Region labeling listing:
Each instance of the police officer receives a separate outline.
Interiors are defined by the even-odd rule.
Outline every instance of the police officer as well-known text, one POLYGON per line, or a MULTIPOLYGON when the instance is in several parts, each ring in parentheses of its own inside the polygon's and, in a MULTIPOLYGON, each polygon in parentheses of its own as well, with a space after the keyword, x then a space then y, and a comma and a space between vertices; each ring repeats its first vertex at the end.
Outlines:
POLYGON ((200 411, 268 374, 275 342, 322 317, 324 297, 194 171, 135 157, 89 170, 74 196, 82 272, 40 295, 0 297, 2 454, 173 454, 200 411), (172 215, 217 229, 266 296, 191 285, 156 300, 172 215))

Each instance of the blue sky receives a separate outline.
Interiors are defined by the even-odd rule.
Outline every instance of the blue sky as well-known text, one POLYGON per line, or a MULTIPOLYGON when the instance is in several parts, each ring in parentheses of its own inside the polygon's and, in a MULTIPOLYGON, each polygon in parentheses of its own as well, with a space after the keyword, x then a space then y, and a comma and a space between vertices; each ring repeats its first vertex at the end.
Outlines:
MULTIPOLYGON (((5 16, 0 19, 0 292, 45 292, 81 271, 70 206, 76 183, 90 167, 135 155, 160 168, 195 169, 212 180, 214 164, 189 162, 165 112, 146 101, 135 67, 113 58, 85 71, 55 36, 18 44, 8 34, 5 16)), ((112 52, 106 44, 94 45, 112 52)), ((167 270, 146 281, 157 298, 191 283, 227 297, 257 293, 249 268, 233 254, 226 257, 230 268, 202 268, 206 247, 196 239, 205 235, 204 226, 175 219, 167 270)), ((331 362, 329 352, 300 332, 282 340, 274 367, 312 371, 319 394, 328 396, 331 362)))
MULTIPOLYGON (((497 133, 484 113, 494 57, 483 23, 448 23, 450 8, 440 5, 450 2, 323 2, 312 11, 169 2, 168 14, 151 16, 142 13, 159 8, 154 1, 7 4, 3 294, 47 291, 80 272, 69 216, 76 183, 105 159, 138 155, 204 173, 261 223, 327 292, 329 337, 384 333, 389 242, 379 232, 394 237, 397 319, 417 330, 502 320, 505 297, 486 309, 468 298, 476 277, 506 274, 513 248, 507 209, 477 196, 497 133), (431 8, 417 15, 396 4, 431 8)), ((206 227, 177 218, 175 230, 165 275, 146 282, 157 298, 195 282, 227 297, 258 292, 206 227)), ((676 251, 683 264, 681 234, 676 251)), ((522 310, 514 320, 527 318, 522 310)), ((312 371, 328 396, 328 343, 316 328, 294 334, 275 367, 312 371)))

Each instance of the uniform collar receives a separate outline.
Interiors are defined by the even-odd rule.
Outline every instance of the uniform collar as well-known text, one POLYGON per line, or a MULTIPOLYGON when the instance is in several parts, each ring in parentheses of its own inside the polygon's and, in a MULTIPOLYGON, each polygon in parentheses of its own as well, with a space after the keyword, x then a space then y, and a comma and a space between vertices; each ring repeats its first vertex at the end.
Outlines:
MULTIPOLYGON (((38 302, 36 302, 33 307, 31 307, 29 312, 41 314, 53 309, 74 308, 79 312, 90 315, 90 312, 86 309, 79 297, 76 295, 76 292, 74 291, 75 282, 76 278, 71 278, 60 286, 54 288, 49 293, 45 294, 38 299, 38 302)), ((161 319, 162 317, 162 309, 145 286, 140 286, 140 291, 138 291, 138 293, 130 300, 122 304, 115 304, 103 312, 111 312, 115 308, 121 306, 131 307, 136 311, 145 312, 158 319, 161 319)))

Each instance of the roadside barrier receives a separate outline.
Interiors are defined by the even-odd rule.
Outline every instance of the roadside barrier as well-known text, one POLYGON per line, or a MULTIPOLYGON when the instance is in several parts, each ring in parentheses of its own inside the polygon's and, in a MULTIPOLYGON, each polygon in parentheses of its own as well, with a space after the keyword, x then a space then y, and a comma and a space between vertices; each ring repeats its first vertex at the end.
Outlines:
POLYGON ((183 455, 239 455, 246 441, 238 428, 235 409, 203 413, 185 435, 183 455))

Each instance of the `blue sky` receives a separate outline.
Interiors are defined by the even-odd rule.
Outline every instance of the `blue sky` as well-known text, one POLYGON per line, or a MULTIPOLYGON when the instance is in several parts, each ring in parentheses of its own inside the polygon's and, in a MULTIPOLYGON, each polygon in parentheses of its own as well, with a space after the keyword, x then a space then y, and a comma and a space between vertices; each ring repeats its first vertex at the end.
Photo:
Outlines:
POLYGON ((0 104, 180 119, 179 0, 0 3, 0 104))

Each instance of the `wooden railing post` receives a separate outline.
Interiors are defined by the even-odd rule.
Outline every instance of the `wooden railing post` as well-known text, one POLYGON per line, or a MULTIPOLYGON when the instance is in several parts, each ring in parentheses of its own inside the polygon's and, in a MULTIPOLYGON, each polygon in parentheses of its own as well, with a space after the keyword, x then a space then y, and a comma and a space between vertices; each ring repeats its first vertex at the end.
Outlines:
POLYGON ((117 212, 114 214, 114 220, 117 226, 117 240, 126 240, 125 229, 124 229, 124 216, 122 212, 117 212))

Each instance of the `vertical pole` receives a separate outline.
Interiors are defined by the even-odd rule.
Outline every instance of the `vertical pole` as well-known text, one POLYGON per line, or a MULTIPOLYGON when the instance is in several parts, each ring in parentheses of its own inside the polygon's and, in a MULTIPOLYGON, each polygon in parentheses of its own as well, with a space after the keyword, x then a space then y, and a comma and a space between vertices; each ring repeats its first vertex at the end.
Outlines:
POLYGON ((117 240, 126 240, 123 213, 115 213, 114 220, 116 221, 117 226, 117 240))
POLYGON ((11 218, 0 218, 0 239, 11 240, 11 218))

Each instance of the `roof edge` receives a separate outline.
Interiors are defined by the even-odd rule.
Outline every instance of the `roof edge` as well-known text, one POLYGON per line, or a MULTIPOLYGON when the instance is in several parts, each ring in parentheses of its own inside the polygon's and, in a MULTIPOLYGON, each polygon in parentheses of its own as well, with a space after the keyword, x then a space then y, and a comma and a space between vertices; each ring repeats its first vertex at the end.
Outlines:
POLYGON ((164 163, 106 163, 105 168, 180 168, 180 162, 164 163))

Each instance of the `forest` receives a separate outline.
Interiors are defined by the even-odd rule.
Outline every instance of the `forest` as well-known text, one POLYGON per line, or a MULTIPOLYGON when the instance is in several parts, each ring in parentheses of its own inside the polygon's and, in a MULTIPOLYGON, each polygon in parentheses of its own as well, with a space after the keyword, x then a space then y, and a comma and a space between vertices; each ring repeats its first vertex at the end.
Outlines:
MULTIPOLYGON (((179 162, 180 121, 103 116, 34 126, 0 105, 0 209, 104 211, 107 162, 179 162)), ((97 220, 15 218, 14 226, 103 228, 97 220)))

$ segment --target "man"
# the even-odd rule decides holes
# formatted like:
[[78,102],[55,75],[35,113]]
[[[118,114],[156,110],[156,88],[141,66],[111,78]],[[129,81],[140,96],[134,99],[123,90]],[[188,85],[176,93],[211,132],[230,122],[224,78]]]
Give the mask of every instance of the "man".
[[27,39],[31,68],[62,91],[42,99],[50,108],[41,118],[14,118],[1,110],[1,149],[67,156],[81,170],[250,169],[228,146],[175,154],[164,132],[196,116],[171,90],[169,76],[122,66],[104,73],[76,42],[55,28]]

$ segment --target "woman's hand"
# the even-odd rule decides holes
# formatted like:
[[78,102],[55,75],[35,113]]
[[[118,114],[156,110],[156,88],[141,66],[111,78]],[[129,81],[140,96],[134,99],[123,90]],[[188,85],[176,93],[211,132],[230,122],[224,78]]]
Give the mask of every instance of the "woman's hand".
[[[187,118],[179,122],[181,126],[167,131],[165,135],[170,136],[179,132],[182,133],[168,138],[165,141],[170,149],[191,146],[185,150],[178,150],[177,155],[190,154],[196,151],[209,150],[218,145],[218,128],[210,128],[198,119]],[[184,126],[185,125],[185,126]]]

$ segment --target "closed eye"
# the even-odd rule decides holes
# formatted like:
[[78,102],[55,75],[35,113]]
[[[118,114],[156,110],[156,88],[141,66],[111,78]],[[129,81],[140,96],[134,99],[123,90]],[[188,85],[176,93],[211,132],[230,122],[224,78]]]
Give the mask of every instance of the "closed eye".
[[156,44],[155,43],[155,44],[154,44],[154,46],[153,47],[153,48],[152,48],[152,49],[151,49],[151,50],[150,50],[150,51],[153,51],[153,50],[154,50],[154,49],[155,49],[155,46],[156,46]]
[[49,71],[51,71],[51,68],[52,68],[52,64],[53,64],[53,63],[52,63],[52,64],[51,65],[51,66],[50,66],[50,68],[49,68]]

### EXERCISE GOAL
Reproduce the listing from its beginning through the line containing "POLYGON ((200 411, 268", replacing "police officer" with "security guard" and leaving all else unchanged.

### RIGHT ANSWER
Each instance of the security guard receives a separate outline.
Interiors are defined by the even-odd rule.
Outline every instance of the security guard as well-known text, one POLYGON per line, or a MULTIPOLYGON when the instance is in several parts, each ring in parentheses of its own inside the polygon's and, in a MULTIPOLYGON, each polygon in parentheses of its own as well, with a space after the keyword, x then a space then y, and a comma and a space between vertices; each ring repeats its first vertex at the end.
Outlines:
POLYGON ((200 411, 268 374, 275 342, 322 317, 324 297, 194 171, 135 157, 89 170, 74 196, 82 272, 40 295, 0 297, 2 454, 173 454, 200 411), (172 215, 217 229, 266 296, 191 285, 156 300, 172 215))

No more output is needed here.